Natural language region descriptions:
*** Block opens ***
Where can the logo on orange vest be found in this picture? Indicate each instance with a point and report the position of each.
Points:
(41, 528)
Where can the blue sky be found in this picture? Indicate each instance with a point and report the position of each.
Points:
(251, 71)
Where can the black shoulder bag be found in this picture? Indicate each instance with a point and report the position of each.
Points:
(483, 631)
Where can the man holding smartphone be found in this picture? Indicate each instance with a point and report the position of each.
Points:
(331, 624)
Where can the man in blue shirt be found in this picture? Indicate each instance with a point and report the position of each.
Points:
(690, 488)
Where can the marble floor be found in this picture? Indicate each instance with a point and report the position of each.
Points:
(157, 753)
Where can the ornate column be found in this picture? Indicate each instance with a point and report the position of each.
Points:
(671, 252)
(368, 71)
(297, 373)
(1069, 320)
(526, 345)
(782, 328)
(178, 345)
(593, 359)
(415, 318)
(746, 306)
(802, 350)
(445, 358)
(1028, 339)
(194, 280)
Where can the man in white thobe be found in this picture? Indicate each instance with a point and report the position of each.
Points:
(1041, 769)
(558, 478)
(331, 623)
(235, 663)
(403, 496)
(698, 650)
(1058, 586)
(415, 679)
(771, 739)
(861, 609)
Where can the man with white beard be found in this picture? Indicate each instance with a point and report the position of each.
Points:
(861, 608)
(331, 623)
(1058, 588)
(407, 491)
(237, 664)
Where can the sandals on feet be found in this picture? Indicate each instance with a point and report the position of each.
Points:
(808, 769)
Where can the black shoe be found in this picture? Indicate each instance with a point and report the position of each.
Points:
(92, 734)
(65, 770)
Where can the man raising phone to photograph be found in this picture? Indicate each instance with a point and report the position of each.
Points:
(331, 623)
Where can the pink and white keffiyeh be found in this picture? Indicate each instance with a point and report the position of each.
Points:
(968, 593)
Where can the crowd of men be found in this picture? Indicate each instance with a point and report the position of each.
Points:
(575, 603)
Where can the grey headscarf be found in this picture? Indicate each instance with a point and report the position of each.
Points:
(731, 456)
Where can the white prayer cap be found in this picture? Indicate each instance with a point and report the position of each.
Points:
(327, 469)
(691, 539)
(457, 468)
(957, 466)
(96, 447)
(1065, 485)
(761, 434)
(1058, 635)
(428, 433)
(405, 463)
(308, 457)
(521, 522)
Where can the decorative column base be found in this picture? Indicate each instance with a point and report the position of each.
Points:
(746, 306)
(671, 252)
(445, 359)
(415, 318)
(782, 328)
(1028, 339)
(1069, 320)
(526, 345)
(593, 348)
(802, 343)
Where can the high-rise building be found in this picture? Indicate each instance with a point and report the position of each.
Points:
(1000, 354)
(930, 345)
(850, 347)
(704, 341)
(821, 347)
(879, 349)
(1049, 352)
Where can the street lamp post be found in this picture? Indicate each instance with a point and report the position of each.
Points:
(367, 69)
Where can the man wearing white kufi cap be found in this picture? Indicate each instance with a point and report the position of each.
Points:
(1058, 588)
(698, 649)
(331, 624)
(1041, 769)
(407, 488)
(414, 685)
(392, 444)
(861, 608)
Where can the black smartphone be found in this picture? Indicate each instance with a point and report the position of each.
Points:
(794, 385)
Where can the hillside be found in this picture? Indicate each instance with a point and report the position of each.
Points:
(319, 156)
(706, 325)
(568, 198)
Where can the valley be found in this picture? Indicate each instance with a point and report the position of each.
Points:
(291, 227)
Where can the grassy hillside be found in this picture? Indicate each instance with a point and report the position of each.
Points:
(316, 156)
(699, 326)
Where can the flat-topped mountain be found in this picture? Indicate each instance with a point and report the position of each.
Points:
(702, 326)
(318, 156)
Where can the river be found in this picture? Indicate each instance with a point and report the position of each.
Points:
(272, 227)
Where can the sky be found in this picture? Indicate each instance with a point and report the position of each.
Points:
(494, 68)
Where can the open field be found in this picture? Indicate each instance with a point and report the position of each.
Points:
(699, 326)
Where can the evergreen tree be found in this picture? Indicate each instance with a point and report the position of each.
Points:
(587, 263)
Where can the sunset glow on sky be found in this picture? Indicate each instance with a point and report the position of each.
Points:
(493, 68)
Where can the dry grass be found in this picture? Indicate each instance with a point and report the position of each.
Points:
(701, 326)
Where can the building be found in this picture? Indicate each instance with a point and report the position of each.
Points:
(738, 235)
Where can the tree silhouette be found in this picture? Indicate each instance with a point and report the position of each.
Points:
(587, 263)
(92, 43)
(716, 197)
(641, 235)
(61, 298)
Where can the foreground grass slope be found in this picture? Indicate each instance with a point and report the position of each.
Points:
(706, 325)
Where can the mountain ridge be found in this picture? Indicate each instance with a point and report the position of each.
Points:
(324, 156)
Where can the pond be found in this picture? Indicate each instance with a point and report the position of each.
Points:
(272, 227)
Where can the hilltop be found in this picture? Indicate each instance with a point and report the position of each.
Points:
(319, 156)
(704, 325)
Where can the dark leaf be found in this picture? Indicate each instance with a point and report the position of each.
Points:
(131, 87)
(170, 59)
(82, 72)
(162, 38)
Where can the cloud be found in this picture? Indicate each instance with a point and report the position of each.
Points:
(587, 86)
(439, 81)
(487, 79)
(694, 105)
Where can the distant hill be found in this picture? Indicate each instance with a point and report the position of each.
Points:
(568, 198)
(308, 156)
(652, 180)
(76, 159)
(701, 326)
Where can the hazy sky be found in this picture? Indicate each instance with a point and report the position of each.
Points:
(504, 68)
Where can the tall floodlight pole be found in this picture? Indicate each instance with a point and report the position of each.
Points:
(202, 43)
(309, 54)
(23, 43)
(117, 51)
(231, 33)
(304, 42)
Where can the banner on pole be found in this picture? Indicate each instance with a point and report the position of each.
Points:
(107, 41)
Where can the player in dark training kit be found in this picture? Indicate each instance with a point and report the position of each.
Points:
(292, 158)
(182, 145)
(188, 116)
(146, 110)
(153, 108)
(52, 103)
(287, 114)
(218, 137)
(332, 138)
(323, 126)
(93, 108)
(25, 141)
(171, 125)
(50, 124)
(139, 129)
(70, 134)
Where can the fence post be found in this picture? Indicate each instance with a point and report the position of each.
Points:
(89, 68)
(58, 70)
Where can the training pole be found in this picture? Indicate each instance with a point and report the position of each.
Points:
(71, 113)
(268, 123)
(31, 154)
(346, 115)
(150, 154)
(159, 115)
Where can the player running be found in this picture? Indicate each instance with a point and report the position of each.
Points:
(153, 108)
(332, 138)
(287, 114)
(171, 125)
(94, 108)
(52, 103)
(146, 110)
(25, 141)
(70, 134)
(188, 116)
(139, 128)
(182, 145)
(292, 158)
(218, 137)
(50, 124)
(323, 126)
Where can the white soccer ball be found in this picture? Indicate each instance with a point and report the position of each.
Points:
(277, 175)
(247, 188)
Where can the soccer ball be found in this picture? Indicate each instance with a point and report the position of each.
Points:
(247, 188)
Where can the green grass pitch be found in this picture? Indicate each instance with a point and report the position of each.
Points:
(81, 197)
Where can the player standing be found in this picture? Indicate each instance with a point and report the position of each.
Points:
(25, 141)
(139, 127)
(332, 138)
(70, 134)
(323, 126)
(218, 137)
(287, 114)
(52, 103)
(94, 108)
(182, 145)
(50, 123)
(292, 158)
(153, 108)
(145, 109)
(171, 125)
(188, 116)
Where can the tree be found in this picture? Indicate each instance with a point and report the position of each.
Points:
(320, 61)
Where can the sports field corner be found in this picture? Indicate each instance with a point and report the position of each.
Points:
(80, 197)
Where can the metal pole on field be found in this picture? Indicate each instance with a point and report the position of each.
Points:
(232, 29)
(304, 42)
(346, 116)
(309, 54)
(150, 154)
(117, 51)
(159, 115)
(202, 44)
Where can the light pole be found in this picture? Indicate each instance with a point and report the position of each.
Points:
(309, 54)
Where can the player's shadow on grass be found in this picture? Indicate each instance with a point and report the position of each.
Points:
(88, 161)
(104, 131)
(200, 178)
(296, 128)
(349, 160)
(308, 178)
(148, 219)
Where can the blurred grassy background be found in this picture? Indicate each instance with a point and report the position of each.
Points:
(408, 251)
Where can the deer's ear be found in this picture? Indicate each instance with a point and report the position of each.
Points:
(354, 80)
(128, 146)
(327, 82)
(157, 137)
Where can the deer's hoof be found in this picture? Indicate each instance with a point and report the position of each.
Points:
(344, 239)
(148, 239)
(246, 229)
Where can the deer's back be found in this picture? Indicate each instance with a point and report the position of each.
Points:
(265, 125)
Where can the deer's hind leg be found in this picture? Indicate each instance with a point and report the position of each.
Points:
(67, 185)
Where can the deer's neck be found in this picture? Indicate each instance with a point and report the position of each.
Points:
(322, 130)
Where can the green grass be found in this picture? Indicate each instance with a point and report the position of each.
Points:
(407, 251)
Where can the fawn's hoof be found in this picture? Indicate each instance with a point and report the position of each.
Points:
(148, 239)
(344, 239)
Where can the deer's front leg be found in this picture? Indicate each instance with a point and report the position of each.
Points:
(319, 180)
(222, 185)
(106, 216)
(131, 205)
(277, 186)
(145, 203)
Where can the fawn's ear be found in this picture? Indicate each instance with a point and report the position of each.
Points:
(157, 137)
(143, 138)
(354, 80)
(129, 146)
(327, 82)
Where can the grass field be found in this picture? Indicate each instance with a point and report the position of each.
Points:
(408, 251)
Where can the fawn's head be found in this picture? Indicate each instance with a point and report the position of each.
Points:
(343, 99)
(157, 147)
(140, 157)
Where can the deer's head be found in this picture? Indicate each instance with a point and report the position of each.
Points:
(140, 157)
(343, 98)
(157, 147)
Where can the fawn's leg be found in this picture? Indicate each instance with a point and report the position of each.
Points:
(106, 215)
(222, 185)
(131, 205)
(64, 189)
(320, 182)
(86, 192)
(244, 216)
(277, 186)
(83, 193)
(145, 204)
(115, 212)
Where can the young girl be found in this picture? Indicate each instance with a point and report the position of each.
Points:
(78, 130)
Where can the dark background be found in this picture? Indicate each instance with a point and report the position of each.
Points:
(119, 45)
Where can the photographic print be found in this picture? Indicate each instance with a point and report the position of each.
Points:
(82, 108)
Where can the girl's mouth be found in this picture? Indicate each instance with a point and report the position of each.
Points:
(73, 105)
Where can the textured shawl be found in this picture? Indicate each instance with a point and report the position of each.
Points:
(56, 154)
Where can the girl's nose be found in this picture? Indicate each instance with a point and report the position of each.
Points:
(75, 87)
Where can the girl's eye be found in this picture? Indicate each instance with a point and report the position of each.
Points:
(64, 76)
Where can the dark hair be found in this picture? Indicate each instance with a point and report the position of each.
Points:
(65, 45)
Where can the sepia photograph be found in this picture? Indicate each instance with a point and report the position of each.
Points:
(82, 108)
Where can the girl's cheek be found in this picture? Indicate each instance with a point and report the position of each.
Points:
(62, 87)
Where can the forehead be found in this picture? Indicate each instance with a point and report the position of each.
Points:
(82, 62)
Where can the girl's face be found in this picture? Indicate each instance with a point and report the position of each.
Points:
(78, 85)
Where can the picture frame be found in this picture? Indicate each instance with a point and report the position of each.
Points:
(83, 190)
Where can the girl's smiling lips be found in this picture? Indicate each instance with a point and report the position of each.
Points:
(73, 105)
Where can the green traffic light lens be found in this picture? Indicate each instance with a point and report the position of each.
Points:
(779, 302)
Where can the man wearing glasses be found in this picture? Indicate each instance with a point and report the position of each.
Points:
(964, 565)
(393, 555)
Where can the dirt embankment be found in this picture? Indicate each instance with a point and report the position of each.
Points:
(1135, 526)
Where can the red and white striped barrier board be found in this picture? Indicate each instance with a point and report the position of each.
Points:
*** Block closes ***
• [YOUR OBJECTIVE]
Taking the records above, retype every line from the one with "Where can the dry" down to the one with "Where can the foreground", exactly and with nothing else.

• [PROBLEM SOLUTION]
Where can the dry grass be found in this picture? Indicate each instance with a point and report the position of each.
Points:
(701, 326)
Where can the building be found in this picture? Indicate each instance with a point and report the position of each.
Points:
(738, 235)
Where can the tree silhouette be found in this picture? Indicate each instance with a point and report the position of each.
Points:
(587, 263)
(92, 43)
(716, 197)
(641, 235)
(61, 298)
Where can the foreground grass slope be found in this picture? Indicate each instance with a point and report the position of each.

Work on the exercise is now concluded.